**Dataset entries**
■ ■ ■ ■ ■

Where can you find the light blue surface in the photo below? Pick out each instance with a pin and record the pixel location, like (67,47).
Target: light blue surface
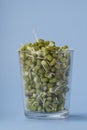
(65,22)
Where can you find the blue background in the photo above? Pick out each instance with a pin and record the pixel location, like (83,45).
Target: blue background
(65,22)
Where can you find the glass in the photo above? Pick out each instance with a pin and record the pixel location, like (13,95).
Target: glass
(46,84)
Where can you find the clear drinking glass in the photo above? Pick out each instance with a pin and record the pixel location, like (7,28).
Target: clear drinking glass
(46,85)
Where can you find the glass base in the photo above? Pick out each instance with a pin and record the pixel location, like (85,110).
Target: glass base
(56,115)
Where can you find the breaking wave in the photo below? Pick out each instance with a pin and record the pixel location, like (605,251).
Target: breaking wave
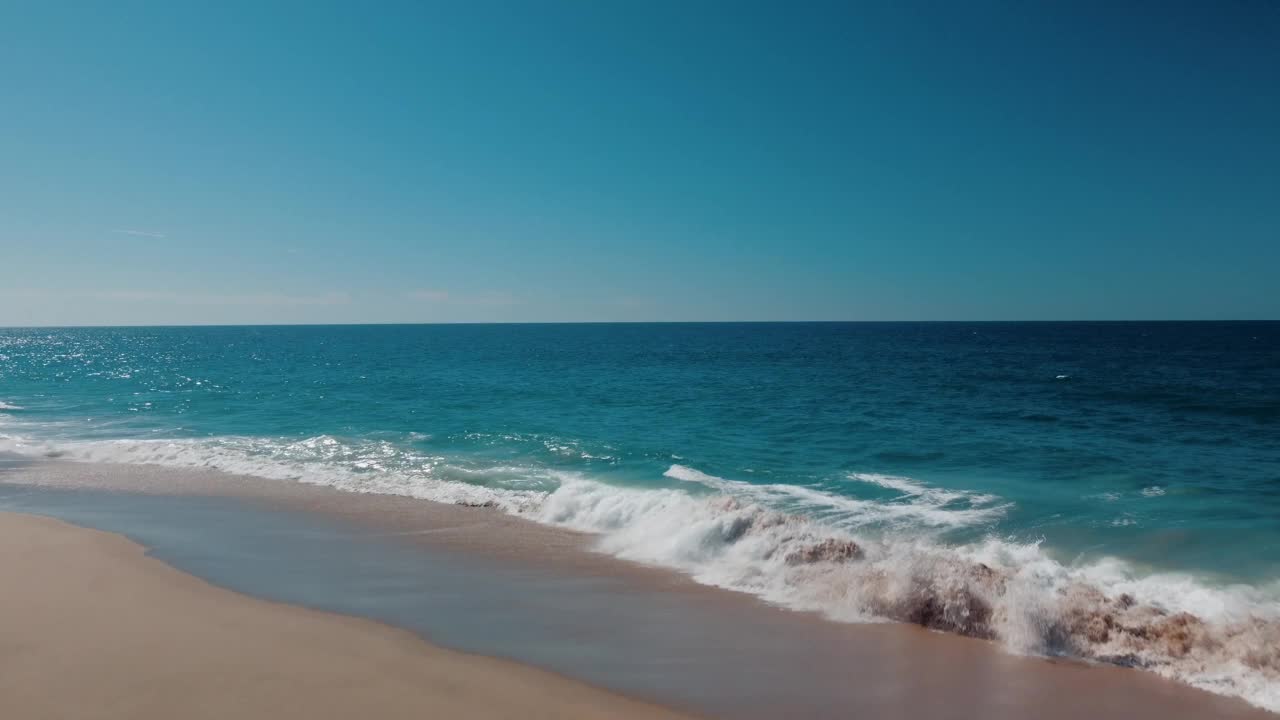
(805,547)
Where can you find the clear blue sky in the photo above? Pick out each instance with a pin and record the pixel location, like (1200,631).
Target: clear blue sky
(472,162)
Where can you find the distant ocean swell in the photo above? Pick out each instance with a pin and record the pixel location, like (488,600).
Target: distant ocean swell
(805,548)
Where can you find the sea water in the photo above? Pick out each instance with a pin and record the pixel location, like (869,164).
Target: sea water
(1109,491)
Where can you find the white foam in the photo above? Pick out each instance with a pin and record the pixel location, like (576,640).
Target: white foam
(807,548)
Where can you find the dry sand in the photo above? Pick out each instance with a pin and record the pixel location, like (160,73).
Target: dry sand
(92,628)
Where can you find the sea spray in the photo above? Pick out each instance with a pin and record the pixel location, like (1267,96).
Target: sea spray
(804,548)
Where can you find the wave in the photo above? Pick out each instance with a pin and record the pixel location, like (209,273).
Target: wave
(804,547)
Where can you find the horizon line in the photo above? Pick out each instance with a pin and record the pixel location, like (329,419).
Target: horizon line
(620,323)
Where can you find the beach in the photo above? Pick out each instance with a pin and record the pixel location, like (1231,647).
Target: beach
(94,628)
(549,627)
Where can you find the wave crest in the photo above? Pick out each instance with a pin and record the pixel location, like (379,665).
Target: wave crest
(805,548)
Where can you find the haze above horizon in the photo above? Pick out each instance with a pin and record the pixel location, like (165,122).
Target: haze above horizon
(571,162)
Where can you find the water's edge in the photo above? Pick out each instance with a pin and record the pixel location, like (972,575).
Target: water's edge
(557,621)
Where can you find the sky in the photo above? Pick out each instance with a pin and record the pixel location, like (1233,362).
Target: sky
(195,163)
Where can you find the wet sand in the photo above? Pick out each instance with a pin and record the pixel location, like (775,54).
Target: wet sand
(666,638)
(90,627)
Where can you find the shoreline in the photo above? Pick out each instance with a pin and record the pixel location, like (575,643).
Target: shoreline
(926,673)
(109,632)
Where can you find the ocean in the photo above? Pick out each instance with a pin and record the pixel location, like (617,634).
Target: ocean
(1105,491)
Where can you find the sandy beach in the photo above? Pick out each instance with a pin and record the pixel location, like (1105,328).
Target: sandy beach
(94,628)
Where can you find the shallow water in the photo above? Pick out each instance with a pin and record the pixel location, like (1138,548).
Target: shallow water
(1079,463)
(700,650)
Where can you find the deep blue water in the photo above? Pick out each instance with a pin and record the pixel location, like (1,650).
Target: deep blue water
(1023,482)
(1157,442)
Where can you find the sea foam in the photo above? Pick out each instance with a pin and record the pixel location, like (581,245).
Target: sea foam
(807,548)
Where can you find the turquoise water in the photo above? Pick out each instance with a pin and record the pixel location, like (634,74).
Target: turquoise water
(1137,459)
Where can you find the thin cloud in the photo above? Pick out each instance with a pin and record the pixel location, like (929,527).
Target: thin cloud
(141,233)
(209,299)
(492,299)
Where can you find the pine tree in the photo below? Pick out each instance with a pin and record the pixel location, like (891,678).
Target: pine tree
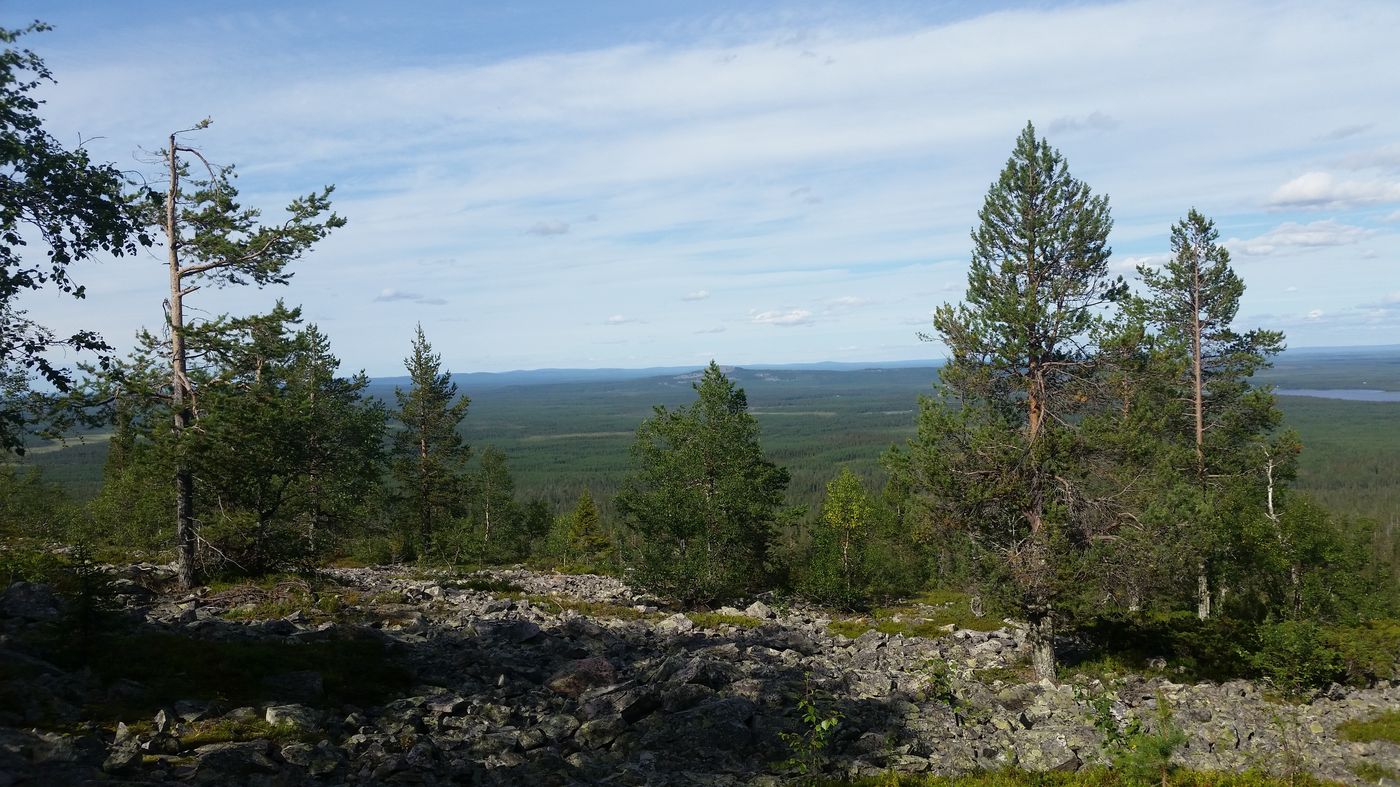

■ ■ ■ ■ ■

**Instructions to follow**
Using the data above, reproduce exactly the lines between those holding "Target: white foam" and "Where can you find the haze", inclusive, and no others.

**Answer to this task**
Target: white foam
(807,548)
Where can you find the dry sand in the photo above? Pick out each instance with a pin and record the pixel location, like (160,73).
Target: dry sand
(92,628)
Where can you find the sea spray in the photo above? Pick out each instance with a pin and record the pixel location, like (1267,96).
Target: sea spray
(804,548)
Where can you find the wave in the photo above? Pick out each instance with a pin and record the pixel location, like (209,273).
Target: wave
(804,547)
Where can you find the horizon line in the photo above? Pick out each instance with a pin and record the pixel location, like (329,419).
Target: horizon line
(620,323)
Where can you find the beach in the photo above? Pick out each instance with a pin and record the pixel location, like (1231,647).
Target: beach
(94,628)
(549,627)
Where can you find the wave crest in the photo above? Pick out each instance with a pin and record the pixel location, like (379,665).
Target: wave crest
(805,548)
Where can you find the haze above horizon in the photo above? Pick out each instance with a pin and record the pixel location, like (165,122).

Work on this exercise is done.